## PROBLEM DESCRIPTION:
Extract every line of the data below that contains the string "item". Matching is case-sensitive.
begin RECORDS PROVIDED
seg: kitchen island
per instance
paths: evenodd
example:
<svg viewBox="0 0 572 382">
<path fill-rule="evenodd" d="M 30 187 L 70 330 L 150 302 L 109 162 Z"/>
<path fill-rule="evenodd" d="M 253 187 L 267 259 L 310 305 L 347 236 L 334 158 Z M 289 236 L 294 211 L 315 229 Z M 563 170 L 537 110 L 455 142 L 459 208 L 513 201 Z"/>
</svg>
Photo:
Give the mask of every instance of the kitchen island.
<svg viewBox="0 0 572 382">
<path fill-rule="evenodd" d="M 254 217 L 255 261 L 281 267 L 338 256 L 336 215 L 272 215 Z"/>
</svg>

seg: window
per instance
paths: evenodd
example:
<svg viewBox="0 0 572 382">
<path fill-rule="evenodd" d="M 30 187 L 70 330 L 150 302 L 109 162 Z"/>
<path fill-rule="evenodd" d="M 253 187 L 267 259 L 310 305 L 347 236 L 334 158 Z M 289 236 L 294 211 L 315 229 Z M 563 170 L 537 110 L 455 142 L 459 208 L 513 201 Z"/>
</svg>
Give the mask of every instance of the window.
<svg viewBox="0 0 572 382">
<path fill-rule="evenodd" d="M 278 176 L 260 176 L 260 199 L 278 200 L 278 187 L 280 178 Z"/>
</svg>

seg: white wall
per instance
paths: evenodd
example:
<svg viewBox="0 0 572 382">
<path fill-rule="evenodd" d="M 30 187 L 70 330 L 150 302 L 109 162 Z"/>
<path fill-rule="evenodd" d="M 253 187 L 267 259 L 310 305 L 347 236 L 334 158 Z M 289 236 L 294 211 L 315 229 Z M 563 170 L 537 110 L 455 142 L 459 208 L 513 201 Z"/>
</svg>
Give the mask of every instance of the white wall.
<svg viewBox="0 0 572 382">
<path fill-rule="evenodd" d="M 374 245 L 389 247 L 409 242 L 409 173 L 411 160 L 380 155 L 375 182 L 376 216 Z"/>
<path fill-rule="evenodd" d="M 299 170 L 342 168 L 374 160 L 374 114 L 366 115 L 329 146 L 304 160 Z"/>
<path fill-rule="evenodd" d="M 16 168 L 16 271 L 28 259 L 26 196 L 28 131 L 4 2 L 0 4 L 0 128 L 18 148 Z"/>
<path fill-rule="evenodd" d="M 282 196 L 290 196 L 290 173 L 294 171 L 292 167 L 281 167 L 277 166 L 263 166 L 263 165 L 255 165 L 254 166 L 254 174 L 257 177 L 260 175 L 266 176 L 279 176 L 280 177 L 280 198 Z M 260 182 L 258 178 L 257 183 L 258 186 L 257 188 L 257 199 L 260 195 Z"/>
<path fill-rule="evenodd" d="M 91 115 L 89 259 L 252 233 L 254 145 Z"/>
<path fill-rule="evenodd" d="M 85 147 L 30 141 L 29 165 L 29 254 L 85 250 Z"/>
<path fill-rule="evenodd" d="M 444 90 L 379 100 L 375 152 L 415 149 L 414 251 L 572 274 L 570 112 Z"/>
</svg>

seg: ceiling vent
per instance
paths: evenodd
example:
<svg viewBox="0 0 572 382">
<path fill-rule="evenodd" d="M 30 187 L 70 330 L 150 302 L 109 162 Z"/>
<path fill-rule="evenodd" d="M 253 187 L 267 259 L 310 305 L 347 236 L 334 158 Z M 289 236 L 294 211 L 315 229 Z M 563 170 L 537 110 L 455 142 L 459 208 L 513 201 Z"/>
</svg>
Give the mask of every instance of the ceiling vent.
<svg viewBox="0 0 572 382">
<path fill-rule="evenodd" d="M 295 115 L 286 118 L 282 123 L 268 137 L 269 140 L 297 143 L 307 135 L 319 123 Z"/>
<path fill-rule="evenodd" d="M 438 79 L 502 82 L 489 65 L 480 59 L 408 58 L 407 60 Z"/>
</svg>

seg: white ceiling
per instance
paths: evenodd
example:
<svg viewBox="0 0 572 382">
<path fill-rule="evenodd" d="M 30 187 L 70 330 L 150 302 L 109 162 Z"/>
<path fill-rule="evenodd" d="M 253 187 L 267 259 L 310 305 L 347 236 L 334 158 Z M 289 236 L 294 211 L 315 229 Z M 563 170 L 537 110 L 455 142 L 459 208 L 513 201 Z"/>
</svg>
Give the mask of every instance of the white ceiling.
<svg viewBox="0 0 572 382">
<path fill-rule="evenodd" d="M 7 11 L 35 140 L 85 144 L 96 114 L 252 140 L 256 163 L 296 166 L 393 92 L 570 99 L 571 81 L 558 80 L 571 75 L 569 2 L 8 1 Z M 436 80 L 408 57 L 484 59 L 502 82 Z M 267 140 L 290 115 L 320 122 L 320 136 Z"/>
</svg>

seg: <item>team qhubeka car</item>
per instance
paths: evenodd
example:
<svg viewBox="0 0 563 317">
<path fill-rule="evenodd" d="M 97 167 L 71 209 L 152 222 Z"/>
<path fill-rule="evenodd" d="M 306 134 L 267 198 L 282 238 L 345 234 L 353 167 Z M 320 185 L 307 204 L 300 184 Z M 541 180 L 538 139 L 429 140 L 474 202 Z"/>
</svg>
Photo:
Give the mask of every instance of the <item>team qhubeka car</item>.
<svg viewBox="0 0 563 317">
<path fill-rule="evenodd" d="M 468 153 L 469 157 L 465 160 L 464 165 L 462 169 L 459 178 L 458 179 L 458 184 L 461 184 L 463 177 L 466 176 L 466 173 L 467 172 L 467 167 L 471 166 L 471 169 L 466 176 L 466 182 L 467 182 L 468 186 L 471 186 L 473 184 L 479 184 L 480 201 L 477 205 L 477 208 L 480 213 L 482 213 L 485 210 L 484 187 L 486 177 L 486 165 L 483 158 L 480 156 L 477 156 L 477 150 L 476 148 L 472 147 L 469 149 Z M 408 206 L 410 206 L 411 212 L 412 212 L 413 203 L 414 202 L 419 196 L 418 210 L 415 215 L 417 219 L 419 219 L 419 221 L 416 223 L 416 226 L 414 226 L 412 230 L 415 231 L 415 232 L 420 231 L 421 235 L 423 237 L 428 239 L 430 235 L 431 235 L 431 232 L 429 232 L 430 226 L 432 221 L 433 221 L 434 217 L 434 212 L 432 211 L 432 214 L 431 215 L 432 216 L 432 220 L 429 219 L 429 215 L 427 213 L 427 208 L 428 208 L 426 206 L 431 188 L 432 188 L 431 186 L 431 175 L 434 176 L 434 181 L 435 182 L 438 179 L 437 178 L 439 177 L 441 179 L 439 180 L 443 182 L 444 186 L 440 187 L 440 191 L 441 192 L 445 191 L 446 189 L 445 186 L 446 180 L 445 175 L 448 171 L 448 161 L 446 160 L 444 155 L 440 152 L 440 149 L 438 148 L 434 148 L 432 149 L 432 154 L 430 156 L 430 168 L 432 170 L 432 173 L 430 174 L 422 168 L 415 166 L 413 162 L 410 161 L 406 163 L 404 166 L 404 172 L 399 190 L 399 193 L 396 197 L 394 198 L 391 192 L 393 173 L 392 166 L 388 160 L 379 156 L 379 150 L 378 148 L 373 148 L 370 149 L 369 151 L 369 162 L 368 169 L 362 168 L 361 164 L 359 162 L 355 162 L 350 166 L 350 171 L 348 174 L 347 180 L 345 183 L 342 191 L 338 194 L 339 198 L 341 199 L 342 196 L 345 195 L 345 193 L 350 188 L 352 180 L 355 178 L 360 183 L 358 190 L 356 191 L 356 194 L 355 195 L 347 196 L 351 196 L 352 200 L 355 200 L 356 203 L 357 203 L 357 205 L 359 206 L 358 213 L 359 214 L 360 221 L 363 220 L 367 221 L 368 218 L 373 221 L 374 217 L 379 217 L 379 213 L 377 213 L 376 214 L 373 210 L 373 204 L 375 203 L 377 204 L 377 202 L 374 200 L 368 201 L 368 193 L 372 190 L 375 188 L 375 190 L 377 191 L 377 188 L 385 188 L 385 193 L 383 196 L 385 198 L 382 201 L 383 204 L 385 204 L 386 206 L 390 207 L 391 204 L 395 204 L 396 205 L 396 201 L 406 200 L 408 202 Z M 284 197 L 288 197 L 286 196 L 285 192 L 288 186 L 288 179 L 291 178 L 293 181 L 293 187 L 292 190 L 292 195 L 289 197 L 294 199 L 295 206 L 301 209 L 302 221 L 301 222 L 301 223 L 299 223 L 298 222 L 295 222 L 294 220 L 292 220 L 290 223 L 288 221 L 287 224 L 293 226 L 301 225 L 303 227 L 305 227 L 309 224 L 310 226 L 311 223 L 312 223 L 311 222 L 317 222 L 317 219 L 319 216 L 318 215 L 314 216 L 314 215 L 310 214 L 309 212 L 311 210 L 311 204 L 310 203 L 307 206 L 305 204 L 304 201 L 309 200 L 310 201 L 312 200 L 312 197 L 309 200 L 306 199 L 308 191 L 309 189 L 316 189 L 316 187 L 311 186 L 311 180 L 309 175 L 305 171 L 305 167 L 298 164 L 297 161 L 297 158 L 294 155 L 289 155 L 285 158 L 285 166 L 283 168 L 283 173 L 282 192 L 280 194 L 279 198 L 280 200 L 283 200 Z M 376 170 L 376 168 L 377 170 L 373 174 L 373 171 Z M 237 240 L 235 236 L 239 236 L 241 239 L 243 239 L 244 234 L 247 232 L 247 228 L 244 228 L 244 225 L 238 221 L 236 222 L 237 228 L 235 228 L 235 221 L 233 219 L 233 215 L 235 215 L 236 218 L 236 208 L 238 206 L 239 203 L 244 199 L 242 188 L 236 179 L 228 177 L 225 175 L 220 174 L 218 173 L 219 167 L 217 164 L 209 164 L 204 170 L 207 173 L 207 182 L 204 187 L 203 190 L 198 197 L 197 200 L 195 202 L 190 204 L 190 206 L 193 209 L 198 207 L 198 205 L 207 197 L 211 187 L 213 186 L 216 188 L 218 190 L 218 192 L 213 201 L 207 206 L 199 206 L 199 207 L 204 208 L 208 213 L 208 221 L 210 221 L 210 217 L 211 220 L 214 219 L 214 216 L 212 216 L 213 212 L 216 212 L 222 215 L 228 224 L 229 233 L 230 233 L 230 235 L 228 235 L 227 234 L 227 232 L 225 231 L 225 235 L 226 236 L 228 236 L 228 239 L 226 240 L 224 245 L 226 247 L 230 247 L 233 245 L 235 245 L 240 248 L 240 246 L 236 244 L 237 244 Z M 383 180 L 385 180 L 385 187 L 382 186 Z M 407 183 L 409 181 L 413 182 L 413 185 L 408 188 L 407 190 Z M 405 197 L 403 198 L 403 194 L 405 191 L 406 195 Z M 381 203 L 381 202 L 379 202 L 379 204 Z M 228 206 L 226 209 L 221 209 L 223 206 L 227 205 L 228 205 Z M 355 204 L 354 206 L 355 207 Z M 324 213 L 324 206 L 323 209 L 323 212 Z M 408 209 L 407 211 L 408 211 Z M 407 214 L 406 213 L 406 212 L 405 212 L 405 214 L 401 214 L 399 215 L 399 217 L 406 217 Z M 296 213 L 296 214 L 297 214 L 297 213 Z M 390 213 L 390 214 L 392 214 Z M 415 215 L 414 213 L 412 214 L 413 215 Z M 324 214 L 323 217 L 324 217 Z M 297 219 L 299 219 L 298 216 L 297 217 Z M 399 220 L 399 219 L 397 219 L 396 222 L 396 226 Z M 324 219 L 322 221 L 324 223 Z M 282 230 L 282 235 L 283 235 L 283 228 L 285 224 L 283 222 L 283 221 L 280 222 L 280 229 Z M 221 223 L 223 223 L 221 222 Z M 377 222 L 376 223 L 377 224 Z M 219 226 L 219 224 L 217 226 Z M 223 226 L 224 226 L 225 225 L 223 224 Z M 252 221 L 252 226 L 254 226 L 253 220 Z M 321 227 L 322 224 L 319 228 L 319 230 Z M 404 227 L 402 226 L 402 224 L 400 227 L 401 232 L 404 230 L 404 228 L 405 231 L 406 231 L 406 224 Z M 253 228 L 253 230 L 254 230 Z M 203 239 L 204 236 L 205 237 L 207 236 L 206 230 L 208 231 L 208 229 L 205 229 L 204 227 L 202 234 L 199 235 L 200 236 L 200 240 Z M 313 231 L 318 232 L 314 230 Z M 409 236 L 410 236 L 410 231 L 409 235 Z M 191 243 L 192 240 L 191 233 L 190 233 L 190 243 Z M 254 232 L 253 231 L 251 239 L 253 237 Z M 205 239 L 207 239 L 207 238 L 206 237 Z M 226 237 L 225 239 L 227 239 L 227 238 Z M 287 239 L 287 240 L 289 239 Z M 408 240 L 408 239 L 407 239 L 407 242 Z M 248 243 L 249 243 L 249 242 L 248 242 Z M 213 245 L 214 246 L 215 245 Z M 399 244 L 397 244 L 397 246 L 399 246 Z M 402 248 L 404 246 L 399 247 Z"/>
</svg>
end RECORDS PROVIDED
## THE COMPLETED TASK:
seg: <item>team qhubeka car</item>
Give the mask of every instance of the <item>team qhubeka car</item>.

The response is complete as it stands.